— Begin Records for processing —
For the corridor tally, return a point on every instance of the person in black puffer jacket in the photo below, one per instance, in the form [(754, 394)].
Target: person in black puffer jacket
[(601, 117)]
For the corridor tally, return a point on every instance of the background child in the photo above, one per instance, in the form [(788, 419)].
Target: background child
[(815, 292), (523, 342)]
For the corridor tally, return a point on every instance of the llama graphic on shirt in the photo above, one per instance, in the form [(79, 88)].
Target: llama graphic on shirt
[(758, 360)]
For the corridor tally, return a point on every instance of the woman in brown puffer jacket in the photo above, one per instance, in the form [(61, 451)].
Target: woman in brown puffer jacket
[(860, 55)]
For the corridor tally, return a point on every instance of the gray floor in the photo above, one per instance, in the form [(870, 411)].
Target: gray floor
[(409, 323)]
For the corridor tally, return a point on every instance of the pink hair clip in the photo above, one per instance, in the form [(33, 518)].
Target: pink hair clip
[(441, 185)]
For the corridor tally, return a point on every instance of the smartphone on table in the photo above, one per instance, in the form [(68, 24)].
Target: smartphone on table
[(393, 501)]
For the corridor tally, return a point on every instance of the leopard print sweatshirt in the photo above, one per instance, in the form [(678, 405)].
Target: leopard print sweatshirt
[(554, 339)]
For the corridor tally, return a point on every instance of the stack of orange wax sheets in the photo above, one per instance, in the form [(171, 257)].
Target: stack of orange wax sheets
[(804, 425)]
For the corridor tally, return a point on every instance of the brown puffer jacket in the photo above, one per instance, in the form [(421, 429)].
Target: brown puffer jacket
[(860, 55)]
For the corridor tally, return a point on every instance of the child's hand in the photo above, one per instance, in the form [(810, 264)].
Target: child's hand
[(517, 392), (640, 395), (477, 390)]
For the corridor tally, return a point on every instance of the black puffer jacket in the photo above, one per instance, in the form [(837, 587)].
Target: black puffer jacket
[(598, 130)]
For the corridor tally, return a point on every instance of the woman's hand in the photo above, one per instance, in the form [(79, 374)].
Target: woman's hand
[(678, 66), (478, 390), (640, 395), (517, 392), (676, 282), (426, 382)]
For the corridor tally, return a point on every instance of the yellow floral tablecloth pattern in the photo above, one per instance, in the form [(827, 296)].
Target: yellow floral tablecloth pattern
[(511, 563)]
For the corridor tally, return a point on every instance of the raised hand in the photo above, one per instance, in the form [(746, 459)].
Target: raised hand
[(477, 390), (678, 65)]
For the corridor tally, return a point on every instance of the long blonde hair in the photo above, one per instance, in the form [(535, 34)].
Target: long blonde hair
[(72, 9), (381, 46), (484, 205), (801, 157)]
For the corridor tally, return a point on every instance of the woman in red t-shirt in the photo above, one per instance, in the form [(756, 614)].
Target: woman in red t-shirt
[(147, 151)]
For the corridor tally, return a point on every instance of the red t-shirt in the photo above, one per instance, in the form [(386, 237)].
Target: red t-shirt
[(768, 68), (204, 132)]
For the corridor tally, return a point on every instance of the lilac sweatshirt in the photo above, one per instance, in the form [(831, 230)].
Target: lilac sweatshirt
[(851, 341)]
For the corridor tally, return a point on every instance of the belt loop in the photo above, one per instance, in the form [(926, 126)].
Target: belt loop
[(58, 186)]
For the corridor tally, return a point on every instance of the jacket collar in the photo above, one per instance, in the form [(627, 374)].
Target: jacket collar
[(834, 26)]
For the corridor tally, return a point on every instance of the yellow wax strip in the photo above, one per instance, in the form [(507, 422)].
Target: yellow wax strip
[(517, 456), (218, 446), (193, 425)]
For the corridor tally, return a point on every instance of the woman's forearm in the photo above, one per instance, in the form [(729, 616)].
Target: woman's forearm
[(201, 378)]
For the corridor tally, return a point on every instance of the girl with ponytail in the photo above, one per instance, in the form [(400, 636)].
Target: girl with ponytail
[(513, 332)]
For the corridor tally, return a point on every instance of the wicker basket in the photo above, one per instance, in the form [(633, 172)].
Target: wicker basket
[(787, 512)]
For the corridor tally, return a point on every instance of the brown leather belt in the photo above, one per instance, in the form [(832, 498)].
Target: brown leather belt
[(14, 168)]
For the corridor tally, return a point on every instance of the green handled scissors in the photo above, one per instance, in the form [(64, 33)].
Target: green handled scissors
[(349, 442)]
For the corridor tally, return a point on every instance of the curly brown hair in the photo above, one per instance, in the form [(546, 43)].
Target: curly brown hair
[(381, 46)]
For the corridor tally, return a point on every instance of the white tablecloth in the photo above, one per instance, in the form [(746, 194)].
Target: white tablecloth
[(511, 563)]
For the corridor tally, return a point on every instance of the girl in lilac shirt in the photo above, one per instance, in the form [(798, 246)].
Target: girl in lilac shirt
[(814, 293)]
— End Records for processing —
▸ **Exercise brief**
Transcribe all of the entries without altering anything.

▸ **Expected answer**
For the corridor tally, return a point on every instance of the person in black puffer jacket in the photo below, one per instance, in the form [(754, 394)].
Target: person in black puffer jacket
[(601, 117)]
For the corridor tally, return a point on every instance of the background child in the photo above, one per instance, in the form [(788, 419)].
Target: background child
[(815, 292), (523, 342)]
For the corridor tally, return a point on every instance of the llama graphic on shirt in the photo above, one per instance, in the form [(79, 88)].
Target: llama graphic on shirt
[(758, 360)]
For the corridor tally, return a point on every instance of the woman in brown puffer jacket in the photo above, one per instance, in the form [(61, 451)].
Target: woman in brown puffer jacket
[(860, 55)]
For the corridor tally, return a point on every instance of the gray floor in the photo above, one per instance, in the form [(870, 411)].
Target: gray floor
[(409, 323)]
For the corridor tally, return a point on every instance of the pink hair clip in the photo above, one per instance, in the form [(33, 518)].
Target: pink hair clip
[(441, 185)]
For the corridor tally, return a point on every instance of the smartphone on table in the photo above, one per instance, in the form [(68, 24)].
Target: smartphone on table
[(393, 501)]
For the corridor tally, return a point on every instance of the leopard print sweatshirt in the photo above, one per instance, in the form [(678, 405)].
Target: leopard print sweatshirt
[(554, 339)]
For the corridor tally, return a point on every instance of the stack of orange wax sheets in the photo above, one per instance, in the form [(171, 257)].
Target: stack of orange wax sheets
[(804, 425)]
For the corridor tally, return a point on every instance of the brown puffer jacket in the photo above, one per instance, in the form [(421, 429)].
Target: brown puffer jacket
[(860, 55)]
For the corridor tally, return a point on every instance of the child's hand in the photo above, one per instance, in the form [(810, 264)].
Target: child's hand
[(517, 392), (640, 395), (477, 390)]
For the corridor tally, return a point on every instance of the black puffer jacket in the photo above, one per instance, in the form [(837, 587)].
Target: black puffer jacket
[(598, 130)]
For the corridor tally, return a point on every instance of the woman's hand in the photo above, one per instance, in the form [(79, 374)].
Target: woman's hand
[(678, 66), (478, 390), (640, 395), (517, 392), (676, 282), (426, 382)]
For the corridor tally, return a point on every instance of the yellow floral tablecloth pattern in the photo above, one per instance, in the form [(827, 296)].
Target: yellow floral tablecloth pattern
[(511, 563)]
For the corridor tally, return a point on every instance of the raised hand in the photo above, one per instance, in the form [(746, 459)].
Target: raised hand
[(477, 390), (678, 65)]
For the corridor tally, return a point on every instance of the long blonde hair in the photo above, one per instance, in the form [(535, 34)].
Target: long blonde hair
[(72, 9), (381, 46), (484, 205), (801, 157)]
For the corridor tally, return a point on every instance of the woman in red t-shirt in the photo above, one per instance, in the form [(756, 614)].
Target: woman in red t-shirt
[(147, 151)]
For the corridor tally, return a point on every instance of the red t-shirt in the photo above, one per instance, in the form [(386, 237)].
Target: red t-shirt
[(768, 68), (204, 132)]
For the corridor tally, return a point on every instance of the lilac sweatshirt in the photo above, one per instance, in the form [(831, 230)].
Target: lilac sweatshirt
[(851, 341)]
For the corridor tally, return a point on every instance of the belt loop in the photo above, one per instance, in the form [(926, 126)].
Target: belt loop
[(58, 186)]
For the corridor tally, return a point on every instance of the jacket collar in the photo above, one per instance, in the form [(627, 374)].
Target: jacket collar
[(834, 26)]
For the corridor tally, return a point on every instance of the yellow wax strip in the photo above, one per instance, in the form [(507, 422)].
Target: yellow wax strip
[(517, 456), (218, 446), (193, 425)]
For the corridor tally, return a point on every instance of the woman's forearm in the photo above, one per instance, in the form [(729, 616)].
Target: woman's forearm
[(201, 378)]
For the corridor tally, return a point on every instance of the girl with ponytail in the photo above, one per instance, in the form [(400, 636)].
Target: girl with ponytail
[(513, 332)]
For the corridor tally, return a point on every instance of the wicker basket in the photo above, one per instance, in the form [(633, 172)].
Target: wicker basket
[(787, 512)]
For the corridor tally, return a point on every instance of the brown leather belt in the photo above, one per instance, in the form [(832, 498)].
Target: brown leather belt
[(14, 168)]
For the corridor tally, return a point on every instance of the green handled scissors in the photo above, one per instance, in the form [(64, 33)].
Target: green handled scissors
[(349, 442)]
For the corridor tally, return a point on every instance of the curly brown hair in the photo above, one per instance, in the form [(546, 43)].
Target: curly brown hair
[(381, 46)]
For the corridor tally, return a point on every instance of the white tablecloth in the photo above, one per instance, in the form [(746, 194)].
Target: white tablecloth
[(511, 563)]
For the corridor tally, return a point on every instance of the girl in lilac shirt in the photo above, one per instance, in the form [(798, 246)].
Target: girl in lilac shirt
[(814, 293)]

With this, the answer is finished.